__Extract provided__.
---

Training & Evaluation in Command Line

LiBai provides multiple arguments for covering a variety of situations.

Training

LiBai provides tools/train.sh and tools/train_net.py for launching training & eval task.

You can modify tools/train_net.py according to your own needs.

Training & Evaluation

For completely train and test, you can run:

bash tools/train.sh \
tools/train_net.py \ 
4 \                    # number of gpus
path_to_your_config.py # config.py for your task

Training & Partial Evaluation

If the evaluation process is time consuming, you can set the parameter train.evaluation.eval_iter in your config.py to a smaller number such as 20, which can make the evaluation process faster by only using part of the testset. You can also set the parameter by the command line directly :

NOTE: the eval metric will be calculated by part of testing dataset

bash tools/train.sh \
tools/train_net.py \ 
4 \                             # number of gpus
path_to_your_config.py \        # config.py for your task
train.evaluation.eval_iter=20   # set eval_iter for testing

Training & No Evaluation

If you want to train without evaluation, you can set train.evaluation.enabled=False in your config.py or in the command line:

bash tools/train.sh \
tools/train_net.py \ 
4 \                              # number of gpus
path_to_your_config.py \         # config.py for your task
train.evaluation.enabled=False   # set no evaluation 

Resume Training

If you want to resume training, you should set --resume in the command line, and set train.output_dir in your config.py or in the command line

For example: your training was interrupted unexpectly, your lastest model path is output/demo/model_0000019/. you should set train.output_dir=output/demo for resume trainig.

---

__Task statement__. In the LiBai command-line guide, what setting turns off evaluation while training? Answer using only the LiBai command-line guide.

__Dataset section__.
---

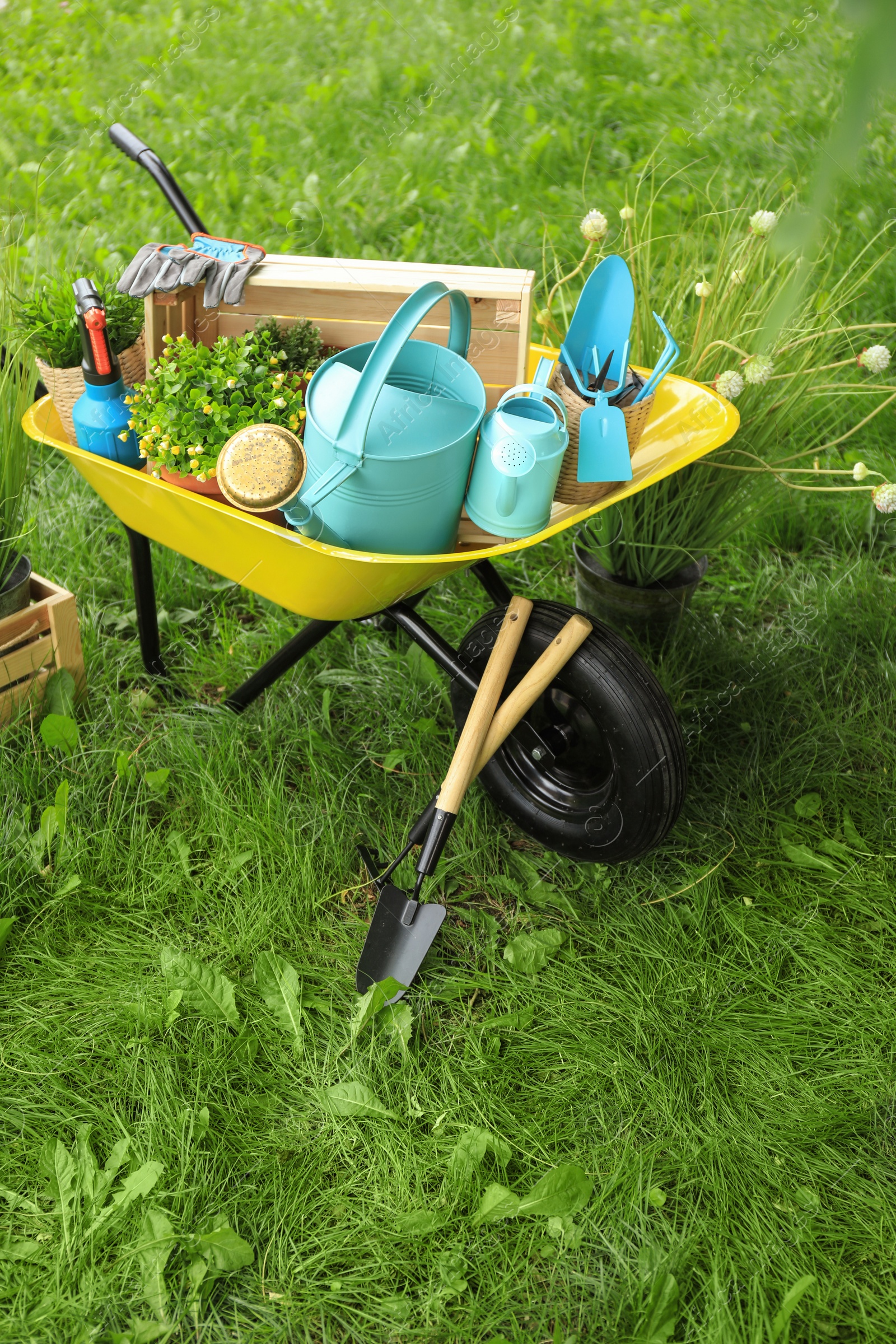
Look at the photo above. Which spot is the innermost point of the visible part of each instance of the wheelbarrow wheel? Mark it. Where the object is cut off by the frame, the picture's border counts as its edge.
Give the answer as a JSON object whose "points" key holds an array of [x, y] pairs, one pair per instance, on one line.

---

__Response__. train.evaluation.enabled=False